● Source text
>>>

We started to grind down and wire brush all the rust off and then spray it with Rustoleum. Everything had to be done in small sections because once the metal was clear of the rust and cleaned off, it had to be coated with the paint right away.   We just bought cans of basic rustoleum from our local hardware store. For under the truck and jeep we bought the high heat resistant rustoleum pain and taped off the connectors, filters, and other areas where it would be metal on metal rubbing. The final step will happen when our awesome RV-service lady puts on a clear coating to insure everything is sealed. We also have been doing spot treatments to the paint on our vehicles and are going to be replacing all of our screws on the exterior of the 5th wheel.


Our next issue that we have dealt with in the past few months has been one with moisture. It’s very damp here and moisture tends to build up on our windows often. This was something that we didn’t think was an issue until one day I went into our closet to get a pair of shoes and there was mold on them. WHAT?!?!?! I started to go through the closet and found that many pairs of my shoes and a few bags had mold growing on them…eeeeew. I ran my hand along the backside of the wall and it was wet with condensation. I knew what had to be done: install a cedar lining. Luckily, this was a fairly easy project and I was able to crank it out in a day.

Before I ran to the store to buy my materials, I cleared out the closet and put a pie tin filled with a mixture of baking soda and salt.  This would help capture some of the moisture trapped in the small area while I was gone.   I went to the Home Depot and purchased 5 of their cedar lining kits. You can find them in the closet section. When I got home I started by ripping up the only remaining carpet in our rig, which was located in the closet.  We never took it out when we did our big renovation because we figured it wouldn’t be seen, so why go through the hassle.   When I ripped it up, I found a big blotch of mold growing on the plywood. Bleach to the rescue! After bleaching all the surfaces down, I let things dry and got started on the installation process.

<<<

● Dataset extract
>>>

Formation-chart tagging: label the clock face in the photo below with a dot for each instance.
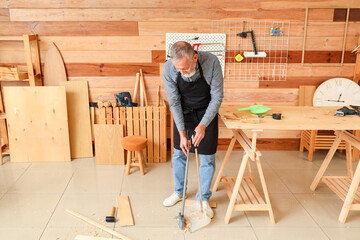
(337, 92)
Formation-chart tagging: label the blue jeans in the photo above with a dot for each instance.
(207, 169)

<<<
>>>

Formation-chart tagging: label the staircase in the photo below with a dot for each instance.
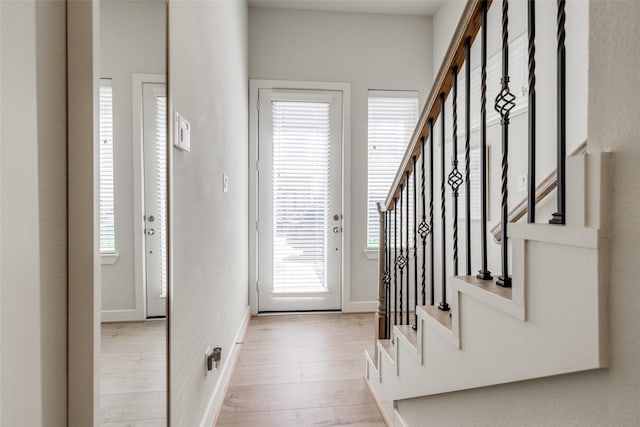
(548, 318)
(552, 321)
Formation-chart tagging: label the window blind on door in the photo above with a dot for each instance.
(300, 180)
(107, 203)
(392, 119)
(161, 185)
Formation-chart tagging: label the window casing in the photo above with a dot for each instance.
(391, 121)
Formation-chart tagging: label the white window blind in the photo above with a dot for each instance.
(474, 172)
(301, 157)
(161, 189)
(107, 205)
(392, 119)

<<<

● Exercise instructions
A) According to the RV maintenance account, how many cedar lining kits were bought at the Home Depot?
B) Translate this sentence from the RV maintenance account into Spanish: "This would help capture some of the moisture trapped in the small area while I was gone."
C) Continue the RV maintenance account, picking up after its final sentence.
The items come from a separate source and are unrelated to the RV maintenance account.

● Written responses
A) Five cedar lining kits.

B) Esto ayudaría a capturar parte de la humedad atrapada en el espacio pequeño mientras yo no estaba.

C)
emptying the closet

emptying the closet

mold under the carpet! ICK!

mold under the carpet! ICK!

These kits are super easy to install. It’s a tongue and groove system and I chose to secure it to the existing walls with simple trim nails (as opposed to gluing down the boards). The boards were also very easy to cut to size. Just a few scores on each side with a utility knife and a clean break was sure to happen. The entre project took me about 6 hours to complete. I was then also able to clear out a few items in our closet too, which is always a nice feeling.  We now have a nice cedar lined closet that naturally resists mold and moisture and as a bonus, it smells nice!

Finished cedar lined closet!

Finished cedar lined closet!

I used the extra planks and put them in drawers and under our daybed.  We also use the DampRid buckets, you can also find these at The Home Depot.  Luckily, we have had no warping in our floors from moisture.

So, if you find yourself living on the coastal areas of the North Western United States, remember to wash and wax your vehicles regularly, protect your under carriage, and look out for moisture build up.


Preventing Rust on Your Undercarriage and Installing a Cedar Lined Closet — 4 Comments

  1. Hi! I’ve been enjoying reading your blog. A suggestion from someone who owns an RV and spends a lot of time on the coast of BC…get a dehumidifier! That mold you found will also be in the walls and ceiling of your unit. If you’ve had condensation on your windows, you will have a moisture issue. This is a huge deal when living in an RV. I’d hate to see you get sick or have to replace your RV due to mold and mildew.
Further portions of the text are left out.